- **Problem requirements**: Only one stretch of the data below is wanted: the lines starting at the one with "query (the phrase naming what to segment): **building" and ending at the one with "query (the phrase naming what to segment): **blue", both included, given again exactly.

****************

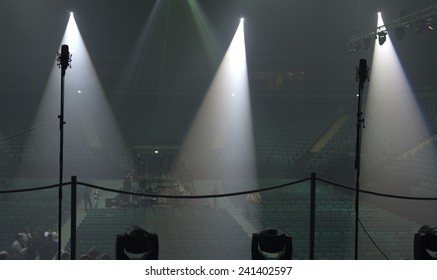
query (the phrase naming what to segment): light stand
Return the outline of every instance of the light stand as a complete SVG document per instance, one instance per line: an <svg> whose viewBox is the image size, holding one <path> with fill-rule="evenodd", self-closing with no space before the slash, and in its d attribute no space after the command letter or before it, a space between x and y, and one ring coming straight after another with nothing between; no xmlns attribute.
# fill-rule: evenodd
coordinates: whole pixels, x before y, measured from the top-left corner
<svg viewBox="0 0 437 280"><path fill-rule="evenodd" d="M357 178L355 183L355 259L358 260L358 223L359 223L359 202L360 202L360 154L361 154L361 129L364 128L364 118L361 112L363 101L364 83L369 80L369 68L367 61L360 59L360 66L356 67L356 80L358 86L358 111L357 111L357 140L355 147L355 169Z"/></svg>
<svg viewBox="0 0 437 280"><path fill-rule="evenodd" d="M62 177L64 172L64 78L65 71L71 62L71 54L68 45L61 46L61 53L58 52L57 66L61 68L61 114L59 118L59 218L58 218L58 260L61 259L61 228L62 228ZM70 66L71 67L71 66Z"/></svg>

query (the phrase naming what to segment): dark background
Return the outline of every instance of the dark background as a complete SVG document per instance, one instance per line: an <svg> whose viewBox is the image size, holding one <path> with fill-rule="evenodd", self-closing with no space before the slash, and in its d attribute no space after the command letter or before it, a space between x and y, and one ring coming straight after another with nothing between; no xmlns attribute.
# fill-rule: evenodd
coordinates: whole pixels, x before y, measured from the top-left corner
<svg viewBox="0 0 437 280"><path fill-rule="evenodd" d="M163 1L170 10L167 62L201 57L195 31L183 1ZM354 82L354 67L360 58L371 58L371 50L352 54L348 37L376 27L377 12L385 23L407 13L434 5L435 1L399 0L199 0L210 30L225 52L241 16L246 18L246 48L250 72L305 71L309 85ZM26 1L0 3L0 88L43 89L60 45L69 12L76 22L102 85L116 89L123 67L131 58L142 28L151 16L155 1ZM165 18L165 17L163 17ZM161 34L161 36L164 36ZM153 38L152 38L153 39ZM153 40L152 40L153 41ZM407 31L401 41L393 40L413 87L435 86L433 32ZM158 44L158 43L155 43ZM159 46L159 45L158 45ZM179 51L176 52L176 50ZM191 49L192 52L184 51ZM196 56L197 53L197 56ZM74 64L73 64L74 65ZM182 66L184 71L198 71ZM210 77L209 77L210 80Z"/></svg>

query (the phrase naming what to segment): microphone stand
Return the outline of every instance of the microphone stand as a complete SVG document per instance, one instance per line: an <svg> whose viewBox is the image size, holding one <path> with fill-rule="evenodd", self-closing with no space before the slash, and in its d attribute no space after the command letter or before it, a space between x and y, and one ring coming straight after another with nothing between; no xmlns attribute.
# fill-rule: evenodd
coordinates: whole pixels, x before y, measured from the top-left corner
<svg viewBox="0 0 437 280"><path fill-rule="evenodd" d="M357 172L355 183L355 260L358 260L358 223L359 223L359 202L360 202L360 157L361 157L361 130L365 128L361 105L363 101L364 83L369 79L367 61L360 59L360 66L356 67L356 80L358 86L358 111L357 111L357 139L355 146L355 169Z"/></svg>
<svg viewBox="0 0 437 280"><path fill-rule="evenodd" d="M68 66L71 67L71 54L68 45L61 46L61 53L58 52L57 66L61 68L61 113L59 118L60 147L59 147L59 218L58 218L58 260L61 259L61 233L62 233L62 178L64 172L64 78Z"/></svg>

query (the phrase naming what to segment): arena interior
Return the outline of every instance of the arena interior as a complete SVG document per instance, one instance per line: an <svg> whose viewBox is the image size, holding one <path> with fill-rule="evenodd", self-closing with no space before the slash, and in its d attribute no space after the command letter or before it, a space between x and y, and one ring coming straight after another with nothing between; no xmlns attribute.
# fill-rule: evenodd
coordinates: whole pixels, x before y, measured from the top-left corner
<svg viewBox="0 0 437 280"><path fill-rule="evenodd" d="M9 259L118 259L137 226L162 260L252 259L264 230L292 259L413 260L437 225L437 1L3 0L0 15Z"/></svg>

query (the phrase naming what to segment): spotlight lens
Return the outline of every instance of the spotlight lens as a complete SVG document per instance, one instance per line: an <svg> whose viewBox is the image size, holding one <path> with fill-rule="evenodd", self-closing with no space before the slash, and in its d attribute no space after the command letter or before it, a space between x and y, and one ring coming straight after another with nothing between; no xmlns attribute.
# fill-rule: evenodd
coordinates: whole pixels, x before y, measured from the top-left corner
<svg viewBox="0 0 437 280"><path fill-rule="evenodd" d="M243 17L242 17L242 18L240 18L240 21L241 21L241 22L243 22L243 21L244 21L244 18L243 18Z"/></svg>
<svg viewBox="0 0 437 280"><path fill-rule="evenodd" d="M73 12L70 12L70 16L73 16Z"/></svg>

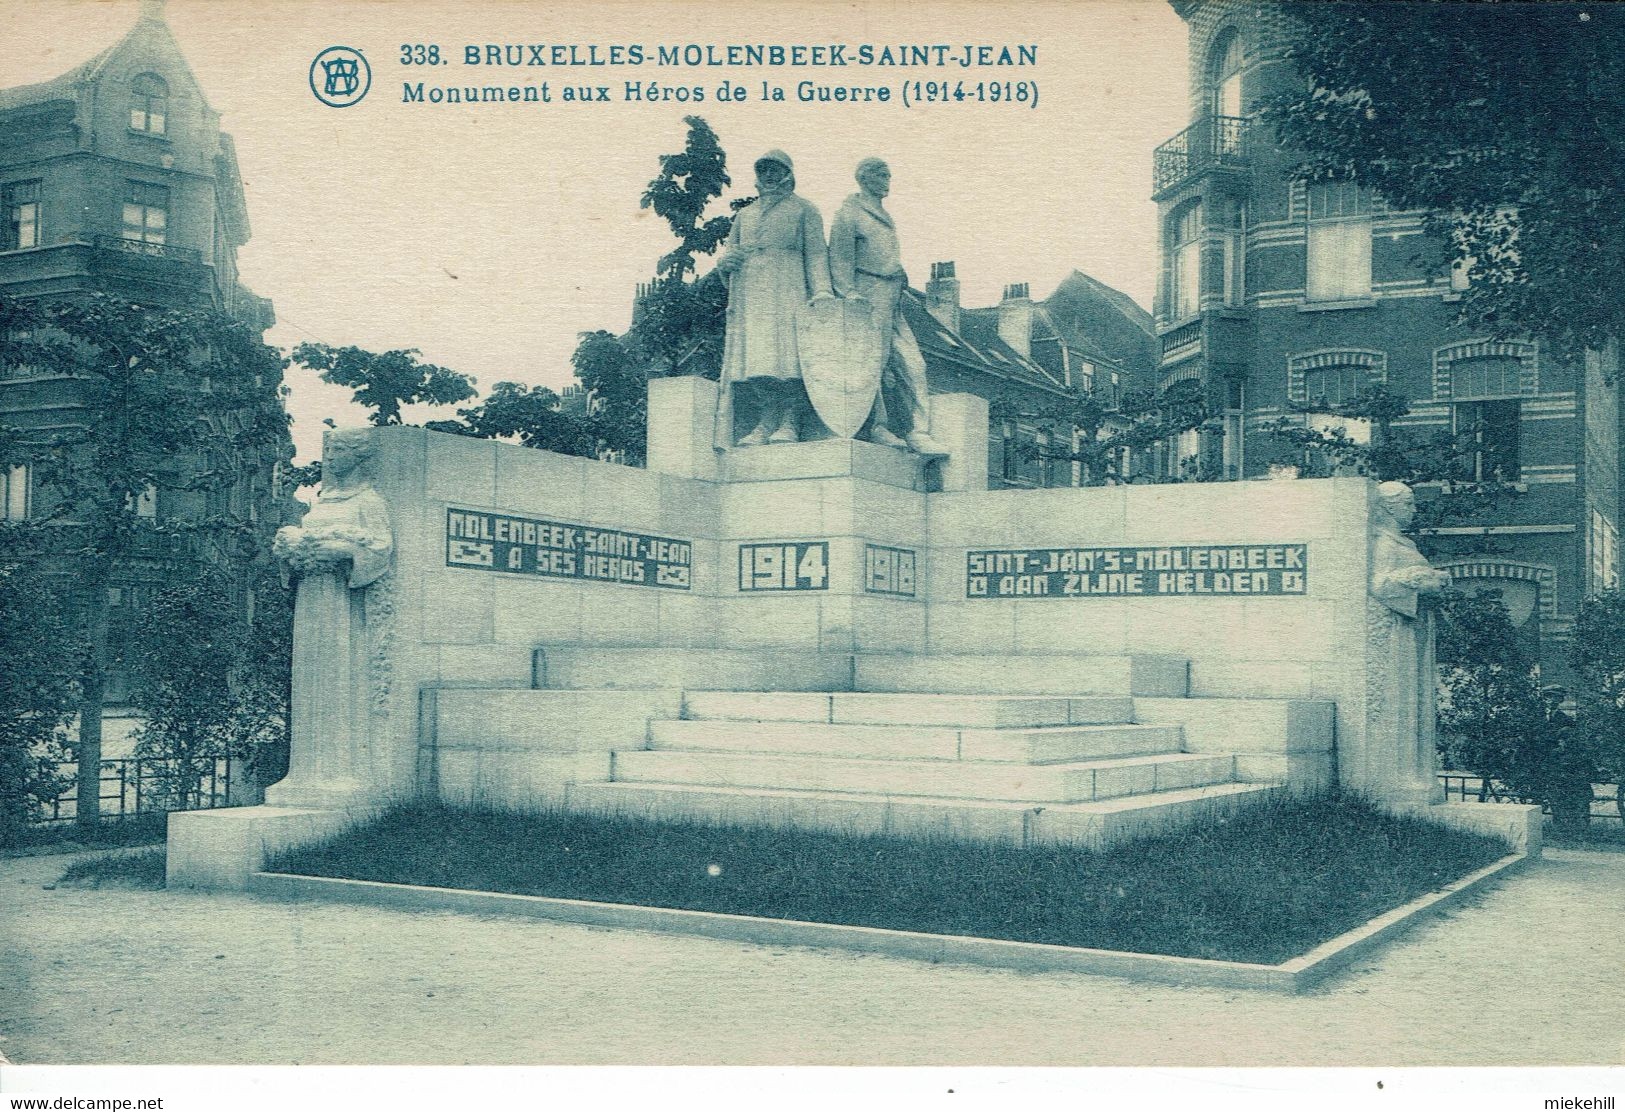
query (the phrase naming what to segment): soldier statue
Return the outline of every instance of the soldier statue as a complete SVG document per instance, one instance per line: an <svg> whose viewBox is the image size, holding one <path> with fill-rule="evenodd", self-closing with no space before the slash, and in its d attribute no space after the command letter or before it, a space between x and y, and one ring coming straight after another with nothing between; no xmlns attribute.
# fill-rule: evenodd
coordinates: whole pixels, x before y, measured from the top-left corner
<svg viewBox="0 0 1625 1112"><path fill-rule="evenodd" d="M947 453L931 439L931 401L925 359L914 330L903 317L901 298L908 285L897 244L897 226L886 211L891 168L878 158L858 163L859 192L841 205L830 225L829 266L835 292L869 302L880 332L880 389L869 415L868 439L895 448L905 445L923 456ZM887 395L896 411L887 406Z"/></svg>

****************

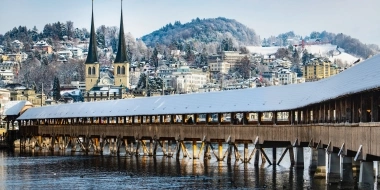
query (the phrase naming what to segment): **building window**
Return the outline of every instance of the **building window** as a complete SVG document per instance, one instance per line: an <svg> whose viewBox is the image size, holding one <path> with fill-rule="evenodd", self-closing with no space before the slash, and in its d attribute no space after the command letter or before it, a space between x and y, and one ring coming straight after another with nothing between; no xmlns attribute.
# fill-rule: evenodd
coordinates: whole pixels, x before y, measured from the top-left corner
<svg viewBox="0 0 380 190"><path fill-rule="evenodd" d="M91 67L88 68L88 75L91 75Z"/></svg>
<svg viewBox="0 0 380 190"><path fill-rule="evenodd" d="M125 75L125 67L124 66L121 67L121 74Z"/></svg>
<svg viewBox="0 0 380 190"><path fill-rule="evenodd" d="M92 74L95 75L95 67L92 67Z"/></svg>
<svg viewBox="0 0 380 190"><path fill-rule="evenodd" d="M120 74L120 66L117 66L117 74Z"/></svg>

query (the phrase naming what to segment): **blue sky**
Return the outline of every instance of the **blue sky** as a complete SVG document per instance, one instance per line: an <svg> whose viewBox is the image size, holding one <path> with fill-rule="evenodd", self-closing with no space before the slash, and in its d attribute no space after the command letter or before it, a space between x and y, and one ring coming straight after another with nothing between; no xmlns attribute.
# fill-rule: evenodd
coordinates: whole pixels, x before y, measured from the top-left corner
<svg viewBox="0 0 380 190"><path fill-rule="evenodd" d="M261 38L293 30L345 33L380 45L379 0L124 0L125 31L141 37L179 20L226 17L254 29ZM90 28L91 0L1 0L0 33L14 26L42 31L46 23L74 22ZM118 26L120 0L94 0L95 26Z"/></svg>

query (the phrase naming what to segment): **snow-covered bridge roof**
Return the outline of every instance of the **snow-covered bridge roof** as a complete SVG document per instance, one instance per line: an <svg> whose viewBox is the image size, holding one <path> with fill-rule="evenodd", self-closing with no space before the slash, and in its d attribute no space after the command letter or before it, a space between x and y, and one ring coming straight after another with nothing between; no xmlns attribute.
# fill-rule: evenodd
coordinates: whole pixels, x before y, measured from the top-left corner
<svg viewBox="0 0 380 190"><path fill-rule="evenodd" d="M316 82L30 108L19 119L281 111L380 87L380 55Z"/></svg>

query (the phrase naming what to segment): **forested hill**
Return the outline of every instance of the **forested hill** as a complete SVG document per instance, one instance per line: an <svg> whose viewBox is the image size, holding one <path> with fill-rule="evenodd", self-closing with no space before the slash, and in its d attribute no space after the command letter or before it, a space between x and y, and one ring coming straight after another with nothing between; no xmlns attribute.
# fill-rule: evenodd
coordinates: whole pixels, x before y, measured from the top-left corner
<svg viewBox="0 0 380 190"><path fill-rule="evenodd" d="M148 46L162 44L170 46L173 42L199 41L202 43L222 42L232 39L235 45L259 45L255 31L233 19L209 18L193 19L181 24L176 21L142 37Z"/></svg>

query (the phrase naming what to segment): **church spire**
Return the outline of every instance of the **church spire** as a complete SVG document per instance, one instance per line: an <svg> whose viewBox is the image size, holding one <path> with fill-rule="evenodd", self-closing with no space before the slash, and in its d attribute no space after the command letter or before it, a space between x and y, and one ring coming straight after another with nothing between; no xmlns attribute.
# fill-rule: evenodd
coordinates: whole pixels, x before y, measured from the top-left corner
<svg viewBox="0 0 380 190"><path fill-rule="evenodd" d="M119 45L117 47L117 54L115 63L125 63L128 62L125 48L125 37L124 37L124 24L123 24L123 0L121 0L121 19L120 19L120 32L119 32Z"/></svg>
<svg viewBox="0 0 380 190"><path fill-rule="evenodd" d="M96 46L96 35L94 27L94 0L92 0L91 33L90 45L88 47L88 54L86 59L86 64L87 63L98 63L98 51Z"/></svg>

****************

- **Output for this task**:
query (the phrase naming what to segment): **building window**
Return the outline of every instance of the **building window** as a complete SVG document per instance, one instance per line: an <svg> whose viewBox is the image size, holding one <path> with fill-rule="evenodd", self-closing with no space before the slash, and in its d attribute no space after the command letter or before it, a space between x and y, and one ring coming straight after another with nothing between; no xmlns attribute.
# fill-rule: evenodd
coordinates: whole pixels, x before y, measured from the top-left corner
<svg viewBox="0 0 380 190"><path fill-rule="evenodd" d="M91 67L88 68L88 75L91 75Z"/></svg>
<svg viewBox="0 0 380 190"><path fill-rule="evenodd" d="M125 75L125 67L124 66L121 67L121 74Z"/></svg>
<svg viewBox="0 0 380 190"><path fill-rule="evenodd" d="M92 74L95 75L95 67L92 67Z"/></svg>
<svg viewBox="0 0 380 190"><path fill-rule="evenodd" d="M120 74L120 66L117 66L117 74Z"/></svg>

query (the phrase naming what to segment): **blue sky**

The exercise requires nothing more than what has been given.